A structured audit report with:
1. Per-rubric scorecard (criterion-level pass/fail)
2. Overall percentage and golden/not-golden verdict
3. Numbered fix list (highest impact first)
4. Second-order analysis (what's between the lines)
5. Offer to auto-patch gaps

## Lessons Learned

### Do
- Read the actual SKILL.md content — don't guess from the name
- Count criteria precisely — the score should be reproducible
- Be specific in fixes: "Add `version: 1.0.0` to line 2 of frontmatter" not "add version field"
- Apply second-order thinking after the mechanical audit — that's where the real value is
- Check evals directory existence, not just frontmatter

### Don't
- Don't invent criteria not listed above — the rubric is the rubric
- Don't pass a skill that has ❌ on any security criterion (2.6, 2.7, 2.8) — these are hard blockers
- Don't flag personal names in Lessons Learned "Don't" examples if they illustrate a real failure case
- Don't require criteria from Rubric 5 (Portability) if the skill is explicitly personal-use-only

### Common Failures
- Skill uses run_python but doesn't declare `code_first: true`
- Steps say "Mode: deterministic" but don't specify which tool
- Evals directory exists but has fewer than 4 test cases
- Description field is generic ("Does X") instead of pushy ("Use when Y, triggers: Z")

**Input rows:**
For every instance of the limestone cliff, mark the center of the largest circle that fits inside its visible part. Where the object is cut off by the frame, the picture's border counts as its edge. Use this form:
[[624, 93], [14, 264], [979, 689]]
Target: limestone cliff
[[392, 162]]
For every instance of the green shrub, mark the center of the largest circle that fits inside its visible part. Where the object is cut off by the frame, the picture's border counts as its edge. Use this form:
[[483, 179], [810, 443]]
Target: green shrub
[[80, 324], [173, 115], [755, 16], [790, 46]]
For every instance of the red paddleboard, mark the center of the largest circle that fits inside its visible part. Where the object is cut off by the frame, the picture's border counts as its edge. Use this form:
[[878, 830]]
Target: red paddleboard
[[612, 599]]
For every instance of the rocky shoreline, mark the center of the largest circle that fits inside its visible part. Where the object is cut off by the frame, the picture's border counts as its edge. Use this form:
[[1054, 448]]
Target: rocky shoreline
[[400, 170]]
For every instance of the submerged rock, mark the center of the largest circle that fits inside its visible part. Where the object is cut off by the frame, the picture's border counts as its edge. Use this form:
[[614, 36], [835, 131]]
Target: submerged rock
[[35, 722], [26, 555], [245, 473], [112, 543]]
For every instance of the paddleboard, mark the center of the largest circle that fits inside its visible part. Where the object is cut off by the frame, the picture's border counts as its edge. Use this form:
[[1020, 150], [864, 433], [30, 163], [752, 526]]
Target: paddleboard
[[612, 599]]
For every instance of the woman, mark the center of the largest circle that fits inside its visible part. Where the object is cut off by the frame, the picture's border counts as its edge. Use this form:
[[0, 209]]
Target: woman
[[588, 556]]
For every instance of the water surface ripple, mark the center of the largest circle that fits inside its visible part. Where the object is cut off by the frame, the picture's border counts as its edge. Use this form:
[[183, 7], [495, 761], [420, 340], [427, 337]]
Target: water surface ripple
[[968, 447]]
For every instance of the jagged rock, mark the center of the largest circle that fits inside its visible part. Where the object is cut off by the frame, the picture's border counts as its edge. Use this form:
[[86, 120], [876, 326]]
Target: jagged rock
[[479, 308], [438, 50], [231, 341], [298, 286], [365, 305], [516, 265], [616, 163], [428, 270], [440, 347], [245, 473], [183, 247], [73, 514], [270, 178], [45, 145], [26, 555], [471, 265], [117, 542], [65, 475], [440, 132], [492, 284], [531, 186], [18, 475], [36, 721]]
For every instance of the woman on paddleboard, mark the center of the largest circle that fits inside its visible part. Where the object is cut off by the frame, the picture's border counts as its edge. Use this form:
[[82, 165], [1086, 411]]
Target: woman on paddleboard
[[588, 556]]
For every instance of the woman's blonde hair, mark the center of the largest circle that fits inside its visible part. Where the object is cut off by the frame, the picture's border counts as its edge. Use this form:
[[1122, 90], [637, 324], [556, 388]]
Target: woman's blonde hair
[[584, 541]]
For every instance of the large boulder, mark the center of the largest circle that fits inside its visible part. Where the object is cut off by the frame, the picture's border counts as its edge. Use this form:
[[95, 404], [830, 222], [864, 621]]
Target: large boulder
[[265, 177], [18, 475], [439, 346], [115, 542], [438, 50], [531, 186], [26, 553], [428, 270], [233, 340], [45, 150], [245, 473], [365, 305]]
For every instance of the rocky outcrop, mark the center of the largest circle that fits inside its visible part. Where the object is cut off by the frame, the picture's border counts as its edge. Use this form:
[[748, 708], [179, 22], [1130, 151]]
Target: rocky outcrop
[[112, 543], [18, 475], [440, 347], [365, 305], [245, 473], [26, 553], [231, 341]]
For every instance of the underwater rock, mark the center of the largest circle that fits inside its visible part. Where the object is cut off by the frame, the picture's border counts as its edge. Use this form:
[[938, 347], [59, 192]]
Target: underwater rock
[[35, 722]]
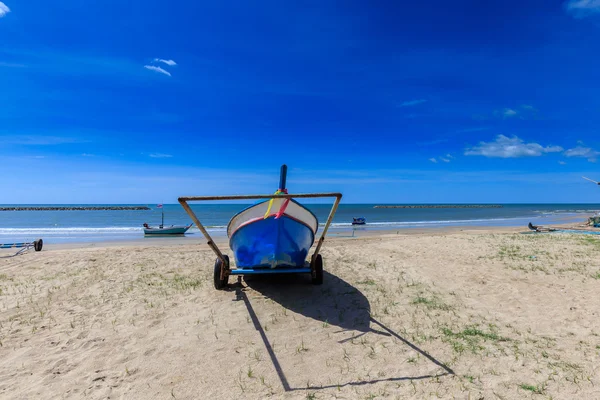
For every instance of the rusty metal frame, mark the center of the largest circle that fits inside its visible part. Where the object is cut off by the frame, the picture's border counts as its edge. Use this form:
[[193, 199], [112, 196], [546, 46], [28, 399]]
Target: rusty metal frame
[[184, 203]]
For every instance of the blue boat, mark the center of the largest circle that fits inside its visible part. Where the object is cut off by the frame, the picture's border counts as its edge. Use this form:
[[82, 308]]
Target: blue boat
[[273, 236], [276, 233], [359, 221]]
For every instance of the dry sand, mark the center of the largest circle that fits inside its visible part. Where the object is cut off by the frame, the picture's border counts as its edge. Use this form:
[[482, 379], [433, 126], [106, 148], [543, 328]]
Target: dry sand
[[468, 315]]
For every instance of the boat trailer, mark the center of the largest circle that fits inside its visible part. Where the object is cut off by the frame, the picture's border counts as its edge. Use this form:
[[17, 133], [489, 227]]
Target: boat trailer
[[315, 267], [36, 244]]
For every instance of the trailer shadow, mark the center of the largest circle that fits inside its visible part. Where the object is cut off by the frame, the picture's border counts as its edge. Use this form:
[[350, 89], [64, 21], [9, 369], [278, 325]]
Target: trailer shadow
[[336, 302]]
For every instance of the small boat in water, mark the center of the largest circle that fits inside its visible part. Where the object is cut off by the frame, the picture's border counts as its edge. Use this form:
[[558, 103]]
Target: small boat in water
[[359, 221], [165, 230]]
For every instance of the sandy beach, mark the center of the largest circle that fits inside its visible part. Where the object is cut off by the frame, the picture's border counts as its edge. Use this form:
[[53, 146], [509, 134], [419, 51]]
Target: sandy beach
[[460, 313]]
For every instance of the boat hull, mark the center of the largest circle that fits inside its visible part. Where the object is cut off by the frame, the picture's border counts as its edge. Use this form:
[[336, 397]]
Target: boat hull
[[169, 230], [271, 242]]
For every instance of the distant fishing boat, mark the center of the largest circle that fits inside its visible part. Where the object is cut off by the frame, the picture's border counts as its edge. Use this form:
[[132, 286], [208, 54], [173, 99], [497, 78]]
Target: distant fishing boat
[[165, 230], [359, 221]]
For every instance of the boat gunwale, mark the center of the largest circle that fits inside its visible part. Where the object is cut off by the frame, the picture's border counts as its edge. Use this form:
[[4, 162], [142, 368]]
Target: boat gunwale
[[230, 235]]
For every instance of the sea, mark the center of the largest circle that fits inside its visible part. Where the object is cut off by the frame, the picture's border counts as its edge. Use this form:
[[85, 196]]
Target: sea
[[100, 226]]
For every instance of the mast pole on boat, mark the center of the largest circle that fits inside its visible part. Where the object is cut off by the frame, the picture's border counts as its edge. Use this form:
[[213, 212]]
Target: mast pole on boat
[[162, 210]]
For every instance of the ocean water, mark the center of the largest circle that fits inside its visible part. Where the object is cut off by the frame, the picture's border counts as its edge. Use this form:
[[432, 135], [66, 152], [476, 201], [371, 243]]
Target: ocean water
[[97, 226]]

**Written instruction 1:** From the records, print the lines from the one containing "For every instance of the sea, mark" through the one containing "[[100, 226]]", both included, and nothing else.
**Written instruction 2:** Carry on the skill audit guide from where it stops.

**Exercise answer 1:**
For every instance of the sea, mark the center of the largest circle that fits inside its visible part. Where the object is cut off by the frame, the picture's border counts as its edge. Use this form:
[[85, 196]]
Target: sea
[[100, 226]]

**Exercise answer 2:**
- AI tells scanner flags the rubric's own banned-word list as violations (false positive)
- Credential scanner flags pagination tokens like "startToken" — fix: use word-boundary matching

### When to Ask the User
- When unclear whether skill is intended for personal use vs. external publishing (Rubric 5 applicability)
- When a criterion is borderline (e.g., "is this name hardcoded or illustrative?")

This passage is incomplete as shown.